Could you repeat every record exactly as it appears?

GIVEN ENTRIES:
▽

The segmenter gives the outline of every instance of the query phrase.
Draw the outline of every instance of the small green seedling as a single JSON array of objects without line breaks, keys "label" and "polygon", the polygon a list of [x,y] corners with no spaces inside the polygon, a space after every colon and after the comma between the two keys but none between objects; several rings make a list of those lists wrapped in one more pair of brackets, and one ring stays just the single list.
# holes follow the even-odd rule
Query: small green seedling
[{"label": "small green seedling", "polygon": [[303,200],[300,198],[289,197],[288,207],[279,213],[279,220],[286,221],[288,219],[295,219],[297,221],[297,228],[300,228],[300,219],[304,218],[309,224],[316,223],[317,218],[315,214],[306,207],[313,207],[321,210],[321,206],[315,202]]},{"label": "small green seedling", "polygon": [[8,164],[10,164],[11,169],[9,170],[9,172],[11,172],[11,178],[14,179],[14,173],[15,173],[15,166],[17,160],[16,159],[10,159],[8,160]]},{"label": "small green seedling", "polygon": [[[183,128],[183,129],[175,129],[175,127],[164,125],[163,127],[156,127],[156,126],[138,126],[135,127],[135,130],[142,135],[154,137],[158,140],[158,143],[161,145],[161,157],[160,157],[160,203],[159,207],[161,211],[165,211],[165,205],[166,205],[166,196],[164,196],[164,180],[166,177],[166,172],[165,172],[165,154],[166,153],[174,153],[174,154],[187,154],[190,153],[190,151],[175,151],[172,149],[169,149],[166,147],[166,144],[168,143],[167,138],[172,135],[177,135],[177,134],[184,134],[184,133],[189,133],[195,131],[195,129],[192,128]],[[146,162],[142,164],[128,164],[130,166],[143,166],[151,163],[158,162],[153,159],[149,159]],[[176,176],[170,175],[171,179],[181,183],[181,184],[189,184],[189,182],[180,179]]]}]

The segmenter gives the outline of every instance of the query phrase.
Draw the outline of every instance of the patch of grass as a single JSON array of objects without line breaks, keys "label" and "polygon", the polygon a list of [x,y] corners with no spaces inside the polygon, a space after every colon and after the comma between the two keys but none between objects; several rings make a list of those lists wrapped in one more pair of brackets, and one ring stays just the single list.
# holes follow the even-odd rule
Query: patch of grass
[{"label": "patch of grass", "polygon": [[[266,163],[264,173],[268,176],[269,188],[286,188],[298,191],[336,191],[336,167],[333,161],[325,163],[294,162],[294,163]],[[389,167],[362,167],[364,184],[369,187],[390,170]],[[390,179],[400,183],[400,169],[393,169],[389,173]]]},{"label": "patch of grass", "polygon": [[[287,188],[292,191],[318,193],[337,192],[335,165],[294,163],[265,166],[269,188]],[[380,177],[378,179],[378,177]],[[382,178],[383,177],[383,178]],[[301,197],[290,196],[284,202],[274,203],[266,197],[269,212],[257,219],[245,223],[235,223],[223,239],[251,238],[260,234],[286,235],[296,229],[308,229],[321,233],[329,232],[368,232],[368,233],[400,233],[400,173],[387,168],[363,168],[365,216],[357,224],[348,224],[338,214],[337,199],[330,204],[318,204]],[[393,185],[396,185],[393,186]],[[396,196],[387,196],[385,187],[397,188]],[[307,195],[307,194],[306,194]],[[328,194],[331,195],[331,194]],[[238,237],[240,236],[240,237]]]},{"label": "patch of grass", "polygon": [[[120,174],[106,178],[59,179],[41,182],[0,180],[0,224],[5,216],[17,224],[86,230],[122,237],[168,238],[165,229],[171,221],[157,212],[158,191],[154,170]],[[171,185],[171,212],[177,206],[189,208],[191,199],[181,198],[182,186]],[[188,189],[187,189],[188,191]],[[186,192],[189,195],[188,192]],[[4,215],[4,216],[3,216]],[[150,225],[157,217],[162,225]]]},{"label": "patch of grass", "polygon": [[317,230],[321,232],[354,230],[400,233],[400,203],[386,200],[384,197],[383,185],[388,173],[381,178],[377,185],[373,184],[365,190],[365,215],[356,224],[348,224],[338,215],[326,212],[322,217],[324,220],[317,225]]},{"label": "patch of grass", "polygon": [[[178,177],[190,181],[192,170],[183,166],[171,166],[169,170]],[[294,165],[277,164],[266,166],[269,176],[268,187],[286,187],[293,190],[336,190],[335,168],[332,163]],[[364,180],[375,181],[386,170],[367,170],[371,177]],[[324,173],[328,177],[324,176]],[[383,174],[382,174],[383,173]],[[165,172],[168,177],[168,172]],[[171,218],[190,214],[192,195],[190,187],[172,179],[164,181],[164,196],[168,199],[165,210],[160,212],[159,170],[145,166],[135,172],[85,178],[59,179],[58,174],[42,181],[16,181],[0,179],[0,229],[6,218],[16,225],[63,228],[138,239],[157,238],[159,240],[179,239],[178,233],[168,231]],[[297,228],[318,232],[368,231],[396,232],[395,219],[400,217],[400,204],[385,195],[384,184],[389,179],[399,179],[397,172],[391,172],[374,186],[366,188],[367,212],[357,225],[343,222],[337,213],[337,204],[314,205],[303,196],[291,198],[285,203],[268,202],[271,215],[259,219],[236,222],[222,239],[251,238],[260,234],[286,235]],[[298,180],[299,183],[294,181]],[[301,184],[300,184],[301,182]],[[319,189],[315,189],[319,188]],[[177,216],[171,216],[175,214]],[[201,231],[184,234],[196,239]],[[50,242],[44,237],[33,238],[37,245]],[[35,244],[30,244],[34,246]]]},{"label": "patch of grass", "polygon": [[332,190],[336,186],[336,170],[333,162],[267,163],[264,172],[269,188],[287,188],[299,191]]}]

△

TASK SOLUTION:
The segmenter gives the outline of every instance of the query phrase.
Draw the outline of every instance of the small green seedling as a single JSON array of objects without line breaks, keys "label" and "polygon", the polygon a list of [x,y] corners with no spaces inside the polygon, a space after every colon and after the comma between the two keys but none between objects; several rings make a list of those lists wrapped in one more pair of brackets, and one ring stays just the single list.
# holes follow the even-odd rule
Query: small green seedling
[{"label": "small green seedling", "polygon": [[303,200],[300,198],[289,197],[288,207],[279,213],[279,220],[286,221],[288,219],[295,219],[297,221],[297,228],[300,228],[300,219],[304,218],[309,224],[316,223],[317,218],[315,214],[306,207],[313,207],[321,210],[321,206],[315,202]]},{"label": "small green seedling", "polygon": [[8,164],[10,164],[11,169],[9,170],[9,172],[11,172],[11,178],[14,179],[14,173],[15,173],[15,166],[17,160],[16,159],[10,159],[8,160]]},{"label": "small green seedling", "polygon": [[[183,128],[183,129],[175,129],[175,127],[164,125],[163,127],[156,127],[156,126],[138,126],[135,127],[135,130],[142,135],[154,137],[158,140],[158,143],[161,145],[161,157],[160,157],[160,203],[159,207],[161,211],[165,211],[165,205],[166,205],[166,196],[164,196],[164,180],[166,177],[166,172],[165,172],[165,154],[166,153],[174,153],[174,154],[187,154],[190,153],[190,151],[175,151],[172,149],[169,149],[166,147],[166,144],[168,143],[167,138],[172,135],[177,135],[177,134],[184,134],[184,133],[189,133],[195,131],[195,129],[192,128]],[[146,162],[142,164],[128,164],[130,166],[143,166],[151,163],[158,162],[153,159],[149,159]],[[176,176],[170,175],[171,179],[181,183],[181,184],[189,184],[189,182],[180,179]]]}]

The segmenter gives the outline of every instance of the query phrase.
Draw the outline of every instance of the patch of grass as a single JSON array of objects without line breaks, keys "label" and "polygon", the polygon a list of [x,y] corners with no spaces inside the polygon, a space after every colon and after the comma between the two keys but none between objects; several rings make a list of those lists wrapped in one more pair of brackets, and one ring stays just the single list.
# holes follow the even-odd rule
Query: patch of grass
[{"label": "patch of grass", "polygon": [[[266,163],[264,173],[268,176],[269,188],[286,188],[298,191],[336,191],[336,167],[333,161],[325,163],[294,162],[294,163]],[[389,167],[362,167],[364,184],[369,187],[390,170]],[[390,179],[400,183],[400,169],[393,169],[389,173]]]},{"label": "patch of grass", "polygon": [[[287,188],[292,191],[318,193],[337,192],[335,165],[294,163],[265,166],[269,188]],[[380,177],[378,179],[378,177]],[[382,178],[383,177],[383,178]],[[301,197],[290,196],[284,202],[274,203],[266,197],[269,212],[257,219],[245,223],[235,223],[223,239],[251,238],[260,234],[286,235],[296,229],[308,229],[321,233],[329,232],[368,232],[368,233],[400,233],[400,173],[387,168],[363,168],[365,216],[357,224],[348,224],[338,214],[337,199],[330,204],[318,204]],[[393,185],[396,185],[393,186]],[[396,196],[387,196],[385,187],[397,188]],[[307,195],[307,194],[306,194]],[[328,194],[331,195],[331,194]],[[238,237],[240,236],[240,237]]]},{"label": "patch of grass", "polygon": [[[120,174],[106,178],[59,179],[41,182],[0,180],[0,224],[5,216],[17,224],[86,230],[122,237],[168,238],[165,229],[171,221],[157,212],[158,191],[154,170]],[[171,185],[171,212],[177,206],[189,208],[191,199],[181,198],[182,186]],[[188,189],[187,189],[188,191]],[[186,192],[189,195],[188,192]],[[4,215],[4,216],[3,216]],[[150,225],[157,217],[162,225]]]},{"label": "patch of grass", "polygon": [[317,230],[321,232],[354,230],[400,233],[400,203],[386,200],[384,197],[383,185],[388,173],[381,178],[377,185],[373,184],[365,190],[365,215],[356,224],[348,224],[338,215],[326,212],[322,217],[324,220],[317,225]]},{"label": "patch of grass", "polygon": [[[178,177],[190,181],[192,170],[183,166],[171,166],[169,170]],[[294,165],[277,164],[266,166],[269,176],[268,187],[286,187],[293,190],[336,190],[335,168],[332,163]],[[364,180],[375,181],[386,170],[367,170],[371,177]],[[324,173],[328,177],[324,176]],[[383,174],[382,174],[383,173]],[[165,172],[168,177],[168,172]],[[171,218],[190,214],[192,195],[190,187],[172,179],[164,181],[164,196],[168,199],[165,210],[160,212],[159,170],[145,166],[135,172],[85,178],[59,179],[58,174],[42,181],[16,181],[0,179],[0,229],[6,218],[16,225],[63,228],[138,239],[157,238],[159,240],[179,239],[178,233],[168,231]],[[297,228],[318,232],[368,231],[396,232],[395,219],[400,217],[400,204],[385,195],[384,184],[389,179],[399,179],[397,172],[391,172],[374,186],[366,188],[367,212],[357,225],[343,222],[337,213],[337,204],[314,205],[303,196],[291,198],[285,203],[268,202],[271,215],[259,219],[236,222],[222,239],[251,238],[260,234],[286,235]],[[298,180],[299,183],[294,181]],[[301,184],[300,184],[301,182]],[[319,189],[315,189],[319,188]],[[177,216],[171,216],[175,214]],[[201,231],[184,234],[196,239]],[[50,242],[44,237],[33,238],[37,245]],[[35,244],[30,244],[34,246]]]},{"label": "patch of grass", "polygon": [[332,190],[336,186],[336,170],[333,162],[267,163],[264,172],[269,188],[287,188],[299,191]]}]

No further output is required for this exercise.